Valuations and the effect of loose monetary policy on asset prices and capital allocation are top of mind for some equity managers.

Each month Morningstar manager research analysts speak with dozens of portfolio managers. The main purpose of these interviews is to inform our annual coverage and rating of more than 2,200 strategies in the United States and even more globally. Each time we speak with a manager we revisit their team, process, and any portfolio changes they have made, while also touching on performance.

These conversations give Morningstar access to a wide-ranging breadth of manager opinion and insights. One of the most fun parts of this job is learning what they see in the markets. Since our global fund reports, however, focus mainly on the managers’ strategies, many interesting tidbits we hear about companies, economic trends, markets, and other topics end up on the cutting-room floor.

> **Dataset rows**:
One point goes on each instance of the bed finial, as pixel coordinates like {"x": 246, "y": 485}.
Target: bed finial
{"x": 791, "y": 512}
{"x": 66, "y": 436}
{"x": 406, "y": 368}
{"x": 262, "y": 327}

> **Set of tasks**:
a. For each statement about the passage on Morningstar manager research, say whether it agrees with the passage (yes or no) and quote the words that decide it.
(i) Morningstar covers and rates more than 2,200 strategies in the United States.
(ii) Morningstar's global fund reports focus mainly on companies and economic trends.
(iii) Morningstar analysts speak with dozens of portfolio managers each week.
b. According to the passage on Morningstar manager research, what do analysts revisit or touch on each time they speak with a manager? List every item.
c. Answer each question from the passage on Morningstar manager research.
(i) How often do the analysts speak with dozens of portfolio managers?
(ii) What does the passage call one of the most fun parts of the job?
(iii) What is top of mind for some equity managers?

> **Solutions by task**:
a.
(i) Yes: "our annual coverage and rating of more than 2,200 strategies in the United States"
(ii) No: "our global fund reports, however, focus mainly on the managers’ strategies"
(iii) No: "Each month Morningstar manager research analysts speak with dozens of portfolio managers."

b.
- The manager's team
- The manager's process
- Any portfolio changes the manager has made
- Performance

c.
(i) Each month.
(ii) Learning what the managers see in the markets.
(iii) Valuations and the effect of loose monetary policy on asset prices and capital allocation.